Texto de origen:
Esta ha sido la causa porque he sido algo prolijo al hablar de esta ciudad, para mostraros que no peleamos por cosa igual con los otros, sino por cosa tan grande que ninguna le es semejante y también porque los loores de aquéllos de quien hablamos fuesen más claros y manifiestos. La grandeza de nuestra ciudad se debe a la virtud y esfuerzos de los que por ella han muerto, y en pocos pueblos de Grecia hay justo motivo de igual vanagloria. A mi parecer, el primero y principal juez de la virtud del hombre es la vida buena y virtuosa, y el postrero que la confirma es la muerte honrosa, como ha sido la de éstos. Justo es que aquellos que no pueden hacer otro servicio a la república se muestren animosos en los hechos de guerra para su defensa, porque, haciendo esto, merezcan el bien de la república en común que no merecieron antes en particular por estar ocupados cada cual en sus negocios propios, recompensen esta falta con aquel servicio y lo malo con lo bueno. Así lo hicieron éstos, de los cuales ninguno se mostró cobarde por gozar de sus riquezas, queriendo más el bien de su patria que el gozo de poseerlas; ni menos dejaron de exponerse a todo riesgo por su pobreza, esperando venir a ser ricos; antes quisieron más el castigo y venganza de sus enemigos que su propia salud, y, escogiendo este peligro por muy bueno, han muerto con esperanza de alcanzar la gloria y honra que nunca vieron, juzgando por lo que habían visto en otros que debían aventurar sus vidas y que valía más la muerte honrosa que la vida deshonrada. Por evitar la infamia lo padecieron, y en breve espacio de tiempo quisieron antes con honra atreverse a la fortuna que dejarse dominar por el miedo y temor.

Lista de entradas:
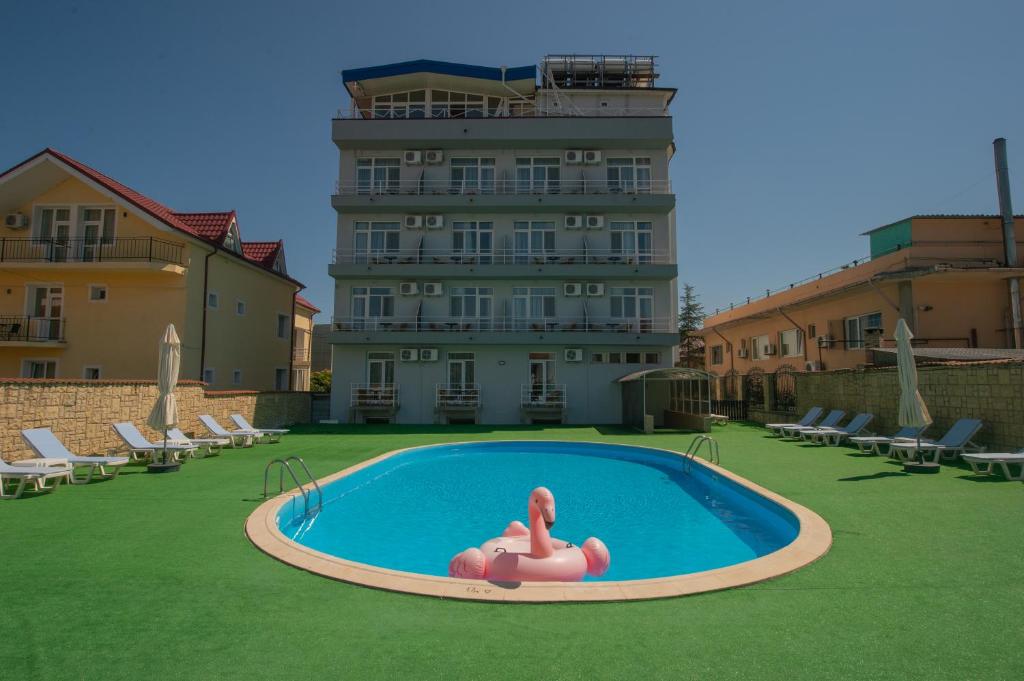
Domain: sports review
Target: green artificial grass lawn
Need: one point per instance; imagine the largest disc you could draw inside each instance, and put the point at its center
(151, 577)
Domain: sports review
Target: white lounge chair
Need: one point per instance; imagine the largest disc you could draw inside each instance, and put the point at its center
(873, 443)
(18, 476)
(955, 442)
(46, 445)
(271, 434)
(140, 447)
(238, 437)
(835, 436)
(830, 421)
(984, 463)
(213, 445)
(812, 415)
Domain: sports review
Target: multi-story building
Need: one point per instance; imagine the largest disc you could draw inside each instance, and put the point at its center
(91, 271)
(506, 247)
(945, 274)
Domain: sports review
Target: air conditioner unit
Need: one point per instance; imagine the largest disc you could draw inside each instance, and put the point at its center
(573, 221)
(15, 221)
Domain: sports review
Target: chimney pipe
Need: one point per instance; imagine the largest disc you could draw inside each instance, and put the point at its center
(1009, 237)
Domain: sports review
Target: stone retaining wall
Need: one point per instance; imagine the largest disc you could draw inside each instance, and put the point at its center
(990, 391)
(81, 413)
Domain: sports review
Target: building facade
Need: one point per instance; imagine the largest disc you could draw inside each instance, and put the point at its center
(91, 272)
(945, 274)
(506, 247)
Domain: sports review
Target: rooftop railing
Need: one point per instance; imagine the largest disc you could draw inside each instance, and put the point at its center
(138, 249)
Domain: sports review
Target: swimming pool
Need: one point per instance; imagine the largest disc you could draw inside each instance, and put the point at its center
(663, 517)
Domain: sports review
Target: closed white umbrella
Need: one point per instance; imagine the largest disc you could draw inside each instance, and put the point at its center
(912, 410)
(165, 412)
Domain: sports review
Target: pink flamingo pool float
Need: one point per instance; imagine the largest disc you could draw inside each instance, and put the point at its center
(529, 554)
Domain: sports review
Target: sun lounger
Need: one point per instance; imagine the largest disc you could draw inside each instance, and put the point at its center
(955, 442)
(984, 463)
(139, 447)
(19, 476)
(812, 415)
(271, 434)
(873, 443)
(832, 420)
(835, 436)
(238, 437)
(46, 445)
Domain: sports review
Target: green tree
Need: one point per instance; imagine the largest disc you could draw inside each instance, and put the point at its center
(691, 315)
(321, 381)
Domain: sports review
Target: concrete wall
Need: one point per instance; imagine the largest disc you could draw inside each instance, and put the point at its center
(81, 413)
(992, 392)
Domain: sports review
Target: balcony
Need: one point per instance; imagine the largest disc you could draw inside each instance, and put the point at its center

Problemas y tareas:
1) En el texto de origen, ¿qué prefirieron los muertos de quienes se habla, según las frases que usan el verbo «querer» seguido de «más» o de «antes»? Enumera cada cosa preferida junto con aquello a lo que se antepuso.
2) Devuelve cada línea de las entradas que contenga la cadena «white», teniendo en cuenta mayúsculas y minúsculas.
El texto de origen y las entradas proceden de fuentes distintas.

Respuestas:
1)
- El bien de su patria, antes que el gozo de poseer sus riquezas.
- El castigo y la venganza de sus enemigos, antes que su propia salud.
- Atreverse con honra a la fortuna, antes que dejarse dominar por el miedo y el temor.

2)
Target: white lounge chair
Target: closed white umbrella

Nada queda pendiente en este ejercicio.